» **Фрагмент для чтения**:

━━━━━━━━━━━━━━━━━━━━━━━━━━━━━━

Вот и здесь: непродолжительное — чуть более полутора лет — тверское вице-губернаторство Салтыкова представляется сегодня особым временем его жизни, в котором он не только сумел обдуманно посмотреть на уже прожитые десятилетия, но и установить то направление, в котором есть основания двигаться.

В Рязани Салтыков получил разнообразный и поучительный опыт управления — и губернского, и общероссийского — в сложной системе существующего и пытающегося самореформироваться государственного механизма. В Рязани он еще осматривался, хотя быстро понял, что до похорон «старых времен» еще далеко. А затем ему открылось — после появления губернатором Николая Муравьева — с трагизмом непреложной безысходности, что он поторопился с самим понятием «старые времена» и с тем конкретным историческим смыслом, который он в него вкладывал. Отсчетом времени распоряжались люди, занимавшие то или иное пространство и владевшие им.

Да, Салтыков вроде бы выбирал Тверь по географическим свойствам, которые мы уже назвали. Но подспудно он искал не город, в любом из которых он уже тогда начинал обнаруживать черты Глупова — таково уж было у Михаила Евграфовича мировосприятие, ничего другого не попишешь.

━━━━━━━━━━━━━━━━━━━━━━━━━━━━━━

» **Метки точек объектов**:
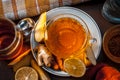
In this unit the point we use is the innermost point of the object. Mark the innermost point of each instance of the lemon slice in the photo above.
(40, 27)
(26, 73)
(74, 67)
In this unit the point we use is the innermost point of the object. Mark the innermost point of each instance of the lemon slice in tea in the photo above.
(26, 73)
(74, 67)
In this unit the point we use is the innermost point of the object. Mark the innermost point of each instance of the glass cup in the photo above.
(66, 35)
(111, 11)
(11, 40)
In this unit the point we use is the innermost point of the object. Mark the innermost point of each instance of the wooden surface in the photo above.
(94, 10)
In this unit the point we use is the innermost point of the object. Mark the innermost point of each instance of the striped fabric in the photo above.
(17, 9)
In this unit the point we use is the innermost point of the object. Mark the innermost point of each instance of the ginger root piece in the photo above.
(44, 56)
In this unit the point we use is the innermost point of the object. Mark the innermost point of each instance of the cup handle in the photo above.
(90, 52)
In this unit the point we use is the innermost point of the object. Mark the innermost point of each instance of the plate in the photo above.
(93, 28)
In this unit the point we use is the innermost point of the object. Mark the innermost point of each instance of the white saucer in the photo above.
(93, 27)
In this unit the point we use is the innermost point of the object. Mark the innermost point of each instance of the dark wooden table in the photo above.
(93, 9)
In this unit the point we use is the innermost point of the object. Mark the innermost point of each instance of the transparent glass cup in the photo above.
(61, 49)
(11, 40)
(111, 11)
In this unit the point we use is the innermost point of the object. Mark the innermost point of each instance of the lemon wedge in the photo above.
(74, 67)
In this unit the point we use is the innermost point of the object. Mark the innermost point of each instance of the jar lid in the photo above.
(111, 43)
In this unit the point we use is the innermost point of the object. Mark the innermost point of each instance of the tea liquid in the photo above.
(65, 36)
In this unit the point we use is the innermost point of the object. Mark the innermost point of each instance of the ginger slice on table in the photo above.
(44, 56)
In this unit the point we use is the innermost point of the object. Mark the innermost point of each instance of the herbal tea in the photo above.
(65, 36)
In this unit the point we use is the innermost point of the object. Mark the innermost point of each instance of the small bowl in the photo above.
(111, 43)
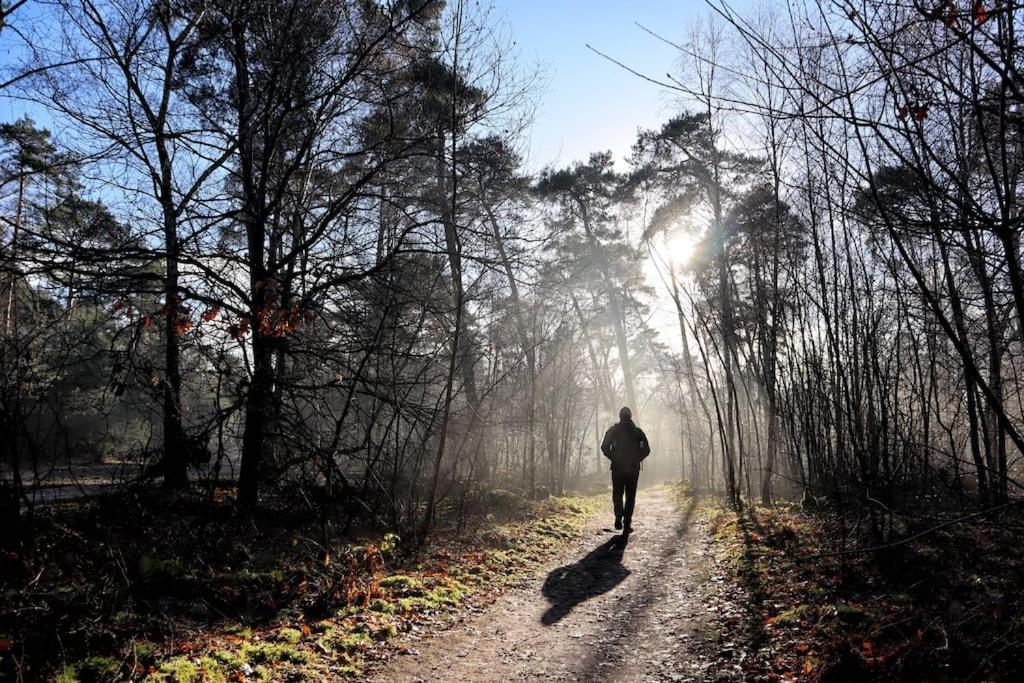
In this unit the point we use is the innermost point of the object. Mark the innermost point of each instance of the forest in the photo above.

━━━━━━━━━━━━━━━━━━━━━━━━━━━━━━

» **Задания**:
1. Перепишите отрывок из текста о тверском вице-губернаторстве Салтыкова от слов «Да, Салтыков вроде» по слова «другого не попишешь.» включительно, заменив «Михаила Евграфовича» на «Салтыкова».
2. Продолжите текст о тверском вице-губернаторстве Салтыкова сразу после его последнего предложения.

» **Ответы**:
1.
Да, Салтыков вроде бы выбирал Тверь по географическим свойствам, которые мы уже назвали. Но подспудно он искал не город, в любом из которых он уже тогда начинал обнаруживать черты Глупова — таково уж было у Салтыкова мировосприятие, ничего другого не попишешь.

2.
Ища, куда бы ему с Елизаветой Аполлоновной переброситься из быстро опостылевшей Рязани, Салтыков в первую очередь искал людей, которые бы не подсовывали ему жизнь в обстоятельствах «старых времен». И вдруг счастливо выпала вакансия в родной изначально и попросту удобной Твери (кроме проходившей близ города чугунки между Москвой и Питером, еще было пароходное сообщение по Волге — как раз для поездок в Ермолино, куда переселилась матушка).

Не вызывал неприятия у Салтыкова и тверской гражданский губернатор, он же военный губернатор Твери, генерал-майор Свиты Его Императорского Величества граф Баранов. Павла Трофимовича он знал с сороковых годов: в военном министерстве, где служил Салтыков, Баранов был адъютантом министра. В то время он стал и графом: его мать, из рода Адлербергов, была воспитательницей в младенчестве будущего императора Александра II, а затем его сестер, великих княжон, и за «отличное попечение при воспитании» была возведена в графское достоинство со всем своим нисходящим мужским потомством.

Баранов был женат на родовитой красавице Анне Алексеевне Васильчиковой, даме доброй и умной. К моменту появления в Твери Салтыкова у супругов уже было четверо детей, и Анна Алексеевна была беременна пятым ребенком: дочь Евгения родилась 18 июня 1860 года.

Надо сразу сказать, что Баранова очень трудно втиснуть в конструкцию тотального противостояния Салтыкова с губернаторами, которую еще в XIX веке стали сооружать интерпретаторы его творчества. Хотя администраторам иметь дело с писателями всегда опасно.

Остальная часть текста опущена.